Position annotation records:

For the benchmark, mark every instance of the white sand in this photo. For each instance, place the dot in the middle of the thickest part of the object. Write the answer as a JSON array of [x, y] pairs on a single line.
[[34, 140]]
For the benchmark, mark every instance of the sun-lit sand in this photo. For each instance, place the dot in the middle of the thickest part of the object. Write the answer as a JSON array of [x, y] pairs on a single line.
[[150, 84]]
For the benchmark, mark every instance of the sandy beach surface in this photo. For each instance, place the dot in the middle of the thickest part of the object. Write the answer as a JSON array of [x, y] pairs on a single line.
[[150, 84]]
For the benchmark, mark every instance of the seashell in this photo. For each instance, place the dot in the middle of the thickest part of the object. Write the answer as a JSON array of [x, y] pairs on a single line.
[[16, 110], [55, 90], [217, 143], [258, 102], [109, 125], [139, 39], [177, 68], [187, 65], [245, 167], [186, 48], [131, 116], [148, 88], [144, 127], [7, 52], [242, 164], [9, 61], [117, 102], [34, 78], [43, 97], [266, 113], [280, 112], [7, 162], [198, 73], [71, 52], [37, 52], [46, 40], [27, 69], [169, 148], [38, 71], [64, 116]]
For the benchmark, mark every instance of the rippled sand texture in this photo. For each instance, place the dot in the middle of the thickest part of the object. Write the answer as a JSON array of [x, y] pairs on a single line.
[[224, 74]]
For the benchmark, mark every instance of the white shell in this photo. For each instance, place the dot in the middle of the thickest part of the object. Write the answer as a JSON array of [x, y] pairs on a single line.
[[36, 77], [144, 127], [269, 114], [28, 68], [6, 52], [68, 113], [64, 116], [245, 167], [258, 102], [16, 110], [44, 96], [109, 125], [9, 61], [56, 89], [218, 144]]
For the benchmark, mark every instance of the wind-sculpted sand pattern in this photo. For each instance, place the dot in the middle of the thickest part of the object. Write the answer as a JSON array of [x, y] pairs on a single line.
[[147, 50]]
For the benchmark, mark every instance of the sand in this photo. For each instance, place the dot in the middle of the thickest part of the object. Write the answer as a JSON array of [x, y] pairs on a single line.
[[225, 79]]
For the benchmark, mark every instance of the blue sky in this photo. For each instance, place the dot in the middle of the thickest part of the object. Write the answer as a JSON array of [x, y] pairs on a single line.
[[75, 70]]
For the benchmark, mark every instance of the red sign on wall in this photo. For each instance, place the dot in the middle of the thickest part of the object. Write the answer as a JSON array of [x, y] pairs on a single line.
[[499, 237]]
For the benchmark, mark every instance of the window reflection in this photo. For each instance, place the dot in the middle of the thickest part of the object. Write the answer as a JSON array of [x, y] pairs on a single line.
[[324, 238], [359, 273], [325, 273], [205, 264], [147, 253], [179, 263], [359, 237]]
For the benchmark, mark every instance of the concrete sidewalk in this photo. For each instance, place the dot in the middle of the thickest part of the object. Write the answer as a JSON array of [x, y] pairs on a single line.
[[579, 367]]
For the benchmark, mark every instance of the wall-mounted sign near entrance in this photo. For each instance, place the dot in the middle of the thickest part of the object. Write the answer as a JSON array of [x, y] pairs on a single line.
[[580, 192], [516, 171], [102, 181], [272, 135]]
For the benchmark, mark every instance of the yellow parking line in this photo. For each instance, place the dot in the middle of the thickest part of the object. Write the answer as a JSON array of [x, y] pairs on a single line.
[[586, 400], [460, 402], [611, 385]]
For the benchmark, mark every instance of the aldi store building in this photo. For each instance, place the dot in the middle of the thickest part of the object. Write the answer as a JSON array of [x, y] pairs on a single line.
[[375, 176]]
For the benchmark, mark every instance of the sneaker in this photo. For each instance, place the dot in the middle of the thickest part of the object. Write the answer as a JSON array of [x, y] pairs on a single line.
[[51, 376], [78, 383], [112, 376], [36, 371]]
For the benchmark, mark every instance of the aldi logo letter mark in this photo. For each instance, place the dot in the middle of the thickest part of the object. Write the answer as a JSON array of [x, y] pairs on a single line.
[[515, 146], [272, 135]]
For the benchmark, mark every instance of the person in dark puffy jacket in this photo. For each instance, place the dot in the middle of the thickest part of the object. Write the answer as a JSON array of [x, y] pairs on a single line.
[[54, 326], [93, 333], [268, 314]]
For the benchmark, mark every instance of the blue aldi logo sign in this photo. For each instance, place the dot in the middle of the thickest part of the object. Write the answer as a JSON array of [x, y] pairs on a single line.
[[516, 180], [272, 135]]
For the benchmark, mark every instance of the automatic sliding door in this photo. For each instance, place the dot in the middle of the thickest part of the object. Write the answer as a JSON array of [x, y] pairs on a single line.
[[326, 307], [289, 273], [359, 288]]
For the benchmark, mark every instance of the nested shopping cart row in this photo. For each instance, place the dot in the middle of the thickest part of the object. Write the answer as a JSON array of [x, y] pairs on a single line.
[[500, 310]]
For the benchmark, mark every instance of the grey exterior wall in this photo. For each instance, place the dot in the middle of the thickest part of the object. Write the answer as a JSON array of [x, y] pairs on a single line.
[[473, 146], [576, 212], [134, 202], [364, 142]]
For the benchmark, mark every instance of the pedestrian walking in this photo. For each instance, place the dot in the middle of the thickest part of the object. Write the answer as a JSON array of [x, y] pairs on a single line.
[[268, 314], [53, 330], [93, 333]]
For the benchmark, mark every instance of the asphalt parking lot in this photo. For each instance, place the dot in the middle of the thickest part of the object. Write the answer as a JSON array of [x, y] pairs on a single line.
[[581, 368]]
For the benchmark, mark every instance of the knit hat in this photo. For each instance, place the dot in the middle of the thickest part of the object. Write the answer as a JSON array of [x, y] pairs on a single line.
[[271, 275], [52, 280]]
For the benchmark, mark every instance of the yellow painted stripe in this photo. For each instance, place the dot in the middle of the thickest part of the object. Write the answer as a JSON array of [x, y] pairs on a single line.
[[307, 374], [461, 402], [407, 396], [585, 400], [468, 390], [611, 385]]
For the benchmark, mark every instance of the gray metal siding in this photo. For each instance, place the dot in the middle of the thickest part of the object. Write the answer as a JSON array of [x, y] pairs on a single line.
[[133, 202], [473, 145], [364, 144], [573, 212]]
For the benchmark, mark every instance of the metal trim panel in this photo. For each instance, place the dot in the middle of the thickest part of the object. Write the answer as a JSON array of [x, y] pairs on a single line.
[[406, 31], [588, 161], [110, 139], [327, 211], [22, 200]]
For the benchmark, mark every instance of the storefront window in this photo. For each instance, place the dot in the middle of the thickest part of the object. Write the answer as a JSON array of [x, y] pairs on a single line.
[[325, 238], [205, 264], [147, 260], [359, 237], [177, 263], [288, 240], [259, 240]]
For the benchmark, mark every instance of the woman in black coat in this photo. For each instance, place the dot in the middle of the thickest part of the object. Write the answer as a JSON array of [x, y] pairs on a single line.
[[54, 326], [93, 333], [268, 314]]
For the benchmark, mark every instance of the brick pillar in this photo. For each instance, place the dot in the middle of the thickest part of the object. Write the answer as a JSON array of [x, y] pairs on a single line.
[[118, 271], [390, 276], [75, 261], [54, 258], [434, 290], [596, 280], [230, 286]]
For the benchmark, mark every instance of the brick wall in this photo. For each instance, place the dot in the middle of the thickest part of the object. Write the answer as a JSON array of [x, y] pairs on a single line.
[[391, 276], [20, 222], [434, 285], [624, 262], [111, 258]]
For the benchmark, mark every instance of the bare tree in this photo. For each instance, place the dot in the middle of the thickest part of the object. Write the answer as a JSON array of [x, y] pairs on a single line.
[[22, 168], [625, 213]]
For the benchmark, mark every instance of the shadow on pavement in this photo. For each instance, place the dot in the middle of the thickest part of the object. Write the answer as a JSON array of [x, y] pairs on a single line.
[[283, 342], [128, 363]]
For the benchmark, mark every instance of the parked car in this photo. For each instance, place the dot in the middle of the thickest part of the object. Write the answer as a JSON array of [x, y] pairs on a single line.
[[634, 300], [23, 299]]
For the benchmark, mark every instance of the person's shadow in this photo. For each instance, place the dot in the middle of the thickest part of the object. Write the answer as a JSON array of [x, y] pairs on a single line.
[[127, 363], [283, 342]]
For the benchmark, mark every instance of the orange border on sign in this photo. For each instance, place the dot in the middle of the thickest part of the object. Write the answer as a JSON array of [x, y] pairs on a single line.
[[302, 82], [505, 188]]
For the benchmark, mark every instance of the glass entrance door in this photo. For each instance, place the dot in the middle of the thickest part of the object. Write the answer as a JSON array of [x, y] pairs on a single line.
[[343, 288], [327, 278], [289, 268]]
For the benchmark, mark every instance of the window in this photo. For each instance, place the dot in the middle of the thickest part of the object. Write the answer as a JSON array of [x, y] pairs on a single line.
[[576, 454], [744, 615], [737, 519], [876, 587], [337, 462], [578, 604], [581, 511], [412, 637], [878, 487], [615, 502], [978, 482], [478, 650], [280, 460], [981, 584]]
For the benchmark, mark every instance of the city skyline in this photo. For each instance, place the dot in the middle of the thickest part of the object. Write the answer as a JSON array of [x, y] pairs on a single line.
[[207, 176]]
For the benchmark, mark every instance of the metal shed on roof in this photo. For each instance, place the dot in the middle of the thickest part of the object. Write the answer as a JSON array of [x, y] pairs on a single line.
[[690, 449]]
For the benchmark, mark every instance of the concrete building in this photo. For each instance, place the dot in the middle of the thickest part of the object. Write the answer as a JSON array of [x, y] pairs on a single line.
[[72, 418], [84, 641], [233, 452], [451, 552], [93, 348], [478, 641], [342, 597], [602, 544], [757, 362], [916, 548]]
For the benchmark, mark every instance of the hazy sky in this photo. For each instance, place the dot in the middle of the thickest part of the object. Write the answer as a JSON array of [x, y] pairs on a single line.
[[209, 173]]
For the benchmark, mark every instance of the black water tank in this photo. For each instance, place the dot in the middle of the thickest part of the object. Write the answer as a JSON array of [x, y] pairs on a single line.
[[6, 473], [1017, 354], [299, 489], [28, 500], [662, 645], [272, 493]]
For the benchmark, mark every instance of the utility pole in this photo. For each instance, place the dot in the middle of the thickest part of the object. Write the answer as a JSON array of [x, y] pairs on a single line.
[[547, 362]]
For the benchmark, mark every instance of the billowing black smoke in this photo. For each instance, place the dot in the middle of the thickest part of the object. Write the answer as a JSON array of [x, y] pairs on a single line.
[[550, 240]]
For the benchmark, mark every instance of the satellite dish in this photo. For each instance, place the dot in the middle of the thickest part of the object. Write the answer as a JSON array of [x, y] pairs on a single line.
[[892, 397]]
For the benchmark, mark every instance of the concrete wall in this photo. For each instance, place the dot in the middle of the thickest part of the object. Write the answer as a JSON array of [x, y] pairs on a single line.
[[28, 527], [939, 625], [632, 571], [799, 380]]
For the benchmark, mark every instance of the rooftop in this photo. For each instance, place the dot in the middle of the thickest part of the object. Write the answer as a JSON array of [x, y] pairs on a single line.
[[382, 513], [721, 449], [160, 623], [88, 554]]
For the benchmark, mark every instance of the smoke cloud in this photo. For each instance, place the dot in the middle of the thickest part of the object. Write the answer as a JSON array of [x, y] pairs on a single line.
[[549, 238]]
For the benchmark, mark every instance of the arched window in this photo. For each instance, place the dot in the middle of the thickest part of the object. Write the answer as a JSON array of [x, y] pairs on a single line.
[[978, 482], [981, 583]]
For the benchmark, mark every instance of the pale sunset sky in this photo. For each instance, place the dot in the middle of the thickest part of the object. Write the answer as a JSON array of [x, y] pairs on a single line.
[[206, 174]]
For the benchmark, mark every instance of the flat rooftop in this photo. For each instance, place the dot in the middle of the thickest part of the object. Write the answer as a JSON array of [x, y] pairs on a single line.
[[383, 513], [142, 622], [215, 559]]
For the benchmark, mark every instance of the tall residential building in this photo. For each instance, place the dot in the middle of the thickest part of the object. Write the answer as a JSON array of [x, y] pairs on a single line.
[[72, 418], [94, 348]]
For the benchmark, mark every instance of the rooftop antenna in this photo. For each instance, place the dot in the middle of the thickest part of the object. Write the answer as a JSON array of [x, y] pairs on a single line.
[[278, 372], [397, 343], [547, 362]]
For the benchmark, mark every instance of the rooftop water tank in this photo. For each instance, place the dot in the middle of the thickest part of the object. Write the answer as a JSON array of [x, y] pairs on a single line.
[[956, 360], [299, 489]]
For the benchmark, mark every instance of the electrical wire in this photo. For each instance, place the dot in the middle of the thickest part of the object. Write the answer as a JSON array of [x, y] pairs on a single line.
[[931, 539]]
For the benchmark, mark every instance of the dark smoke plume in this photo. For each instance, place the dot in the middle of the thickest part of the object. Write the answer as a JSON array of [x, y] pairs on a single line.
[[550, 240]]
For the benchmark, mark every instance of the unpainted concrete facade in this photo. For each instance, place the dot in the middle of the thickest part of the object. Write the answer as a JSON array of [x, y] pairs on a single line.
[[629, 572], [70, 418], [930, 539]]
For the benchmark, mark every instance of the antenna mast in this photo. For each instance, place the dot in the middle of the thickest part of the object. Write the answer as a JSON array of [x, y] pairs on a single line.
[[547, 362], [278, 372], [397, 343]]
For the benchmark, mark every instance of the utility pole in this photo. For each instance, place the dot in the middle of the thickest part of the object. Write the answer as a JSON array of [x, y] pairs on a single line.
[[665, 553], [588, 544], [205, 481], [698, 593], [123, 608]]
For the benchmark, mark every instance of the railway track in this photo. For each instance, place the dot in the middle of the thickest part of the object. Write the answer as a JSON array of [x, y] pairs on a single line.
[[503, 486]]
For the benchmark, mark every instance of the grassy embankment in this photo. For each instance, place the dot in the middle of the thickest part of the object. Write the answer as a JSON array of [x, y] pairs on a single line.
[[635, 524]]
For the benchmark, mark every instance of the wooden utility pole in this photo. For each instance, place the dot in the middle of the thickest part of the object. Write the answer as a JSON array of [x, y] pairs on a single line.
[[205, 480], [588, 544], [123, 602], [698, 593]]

DIRECTIONS FOR THIS TASK:
Copy out everything from "For the benchmark, mark every instance of the brick wall" down to "[[391, 276], [20, 222], [434, 285], [624, 262], [111, 258]]" and nothing else, changing "brick wall" to "stone wall" and keeping every other word the same.

RESULT:
For the benchmark, mark every instance of the stone wall in this photo. For each instance, place the dot in the middle of the thickest part of the object. Write the answer as a JSON array of [x, y] pairs on a single line.
[[391, 276], [20, 222], [434, 285], [624, 262], [111, 258]]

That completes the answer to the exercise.